WHTP-FM
- Kennebunkport, Maine; United States;
- Broadcast area: Southern Maine
- Frequency: 104.7 MHz
- Branding: Hot Radio Maine

Programming
- Format: Rhythmic contemporary hit radio

Ownership
- Owner: Mainestream Media, LLC
- Sister stations: WHTP; WHZP;

History
- First air date: December 1, 1994 (as WQEZ)
- Former call signs: WXPT (1990–1994); WBQW (1994); WQEZ (1994–2004); WHXQ (2004–2008); WBQW (2008–2012); WHTP (2012–2020);
- Call sign meaning: "Hot Portland"

Technical information
- Licensing authority: FCC
- Facility ID: 69855
- Class: A
- ERP: 6,000 watts
- HAAT: 87 meters (285 ft)

▶ _PROBLEM_
Answer these from the WHTP-FM station listing:
1. What frequency does the station broadcast on?
2. Who owns the station?
3. On what date did the station first go on the air?
The records are from a different source than the station listing.

▶ _DATA FOR REVIEW_

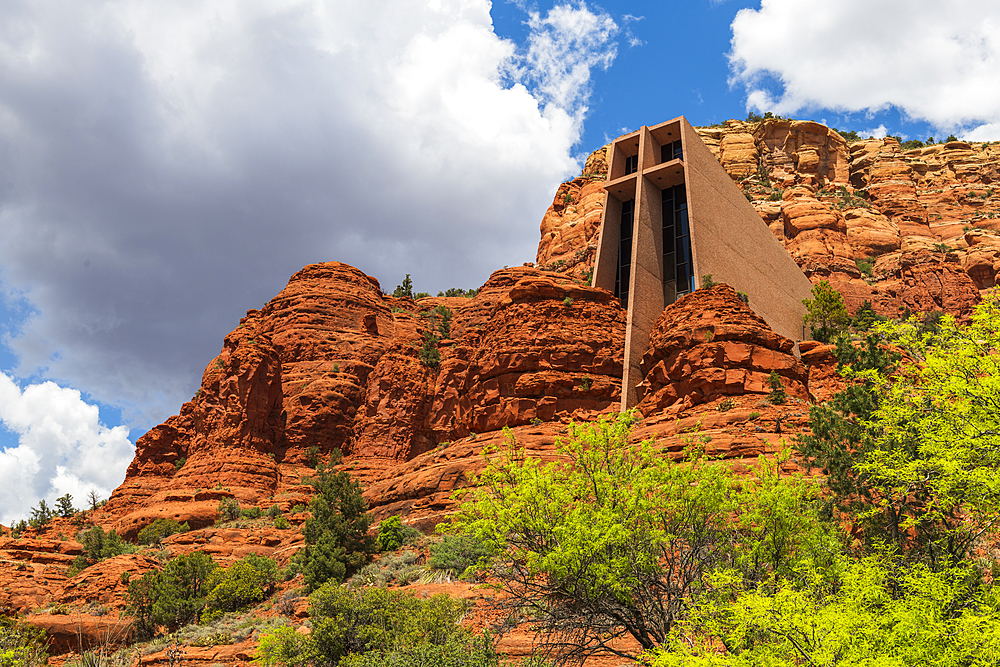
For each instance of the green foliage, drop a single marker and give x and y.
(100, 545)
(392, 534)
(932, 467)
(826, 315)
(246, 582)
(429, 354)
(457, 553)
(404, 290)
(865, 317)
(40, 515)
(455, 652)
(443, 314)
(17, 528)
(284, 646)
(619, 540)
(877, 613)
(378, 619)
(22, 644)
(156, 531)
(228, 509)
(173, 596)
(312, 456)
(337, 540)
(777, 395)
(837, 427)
* * *
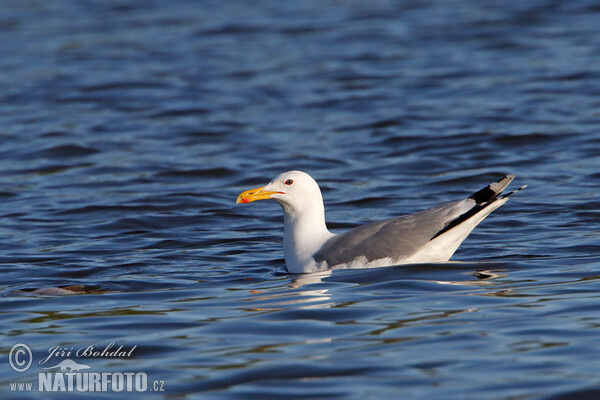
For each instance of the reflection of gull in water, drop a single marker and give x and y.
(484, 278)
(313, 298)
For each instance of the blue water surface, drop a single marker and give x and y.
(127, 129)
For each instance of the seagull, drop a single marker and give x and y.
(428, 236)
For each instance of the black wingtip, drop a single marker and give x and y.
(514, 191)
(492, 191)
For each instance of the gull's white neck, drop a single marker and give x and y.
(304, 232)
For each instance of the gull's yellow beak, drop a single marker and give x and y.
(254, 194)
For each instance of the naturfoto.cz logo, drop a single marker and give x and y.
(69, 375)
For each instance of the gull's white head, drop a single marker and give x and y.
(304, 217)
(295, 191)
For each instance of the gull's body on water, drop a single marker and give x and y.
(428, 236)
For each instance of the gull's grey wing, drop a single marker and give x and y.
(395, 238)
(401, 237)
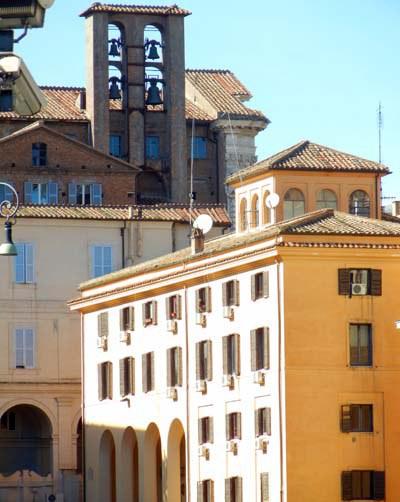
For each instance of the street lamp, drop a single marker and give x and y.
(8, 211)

▶ _SOLUTION FOR THIS TASK_
1. 104.7 MHz
2. Mainestream Media, LLC
3. December 1, 1994